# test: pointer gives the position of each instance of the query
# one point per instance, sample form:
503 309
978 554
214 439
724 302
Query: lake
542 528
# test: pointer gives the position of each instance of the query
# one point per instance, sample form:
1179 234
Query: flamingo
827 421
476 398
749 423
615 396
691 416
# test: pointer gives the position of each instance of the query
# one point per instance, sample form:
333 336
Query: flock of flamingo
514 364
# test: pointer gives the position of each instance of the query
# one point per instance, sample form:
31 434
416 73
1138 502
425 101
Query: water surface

----

--- Your instructions ---
The answer must consist of every entry, set down exactly as given.

--- Reply ---
# test: pointer gives the position of each instance of the query
# one point per instance, sample form:
503 309
978 554
214 439
724 302
Query: lake
542 528
# test: pointer gives the position of each instance of the query
# one point per instance, sample form:
1179 234
Query: flamingo
827 421
476 398
749 423
615 396
691 416
# test: pointer gives the position of each instance of the query
# one point per instance, sample form:
333 336
Query: flock of flamingo
514 364
# test: pointer gives the position of each instance of the query
# one point per instance, sample form:
31 434
416 73
1138 502
425 101
Query: water surface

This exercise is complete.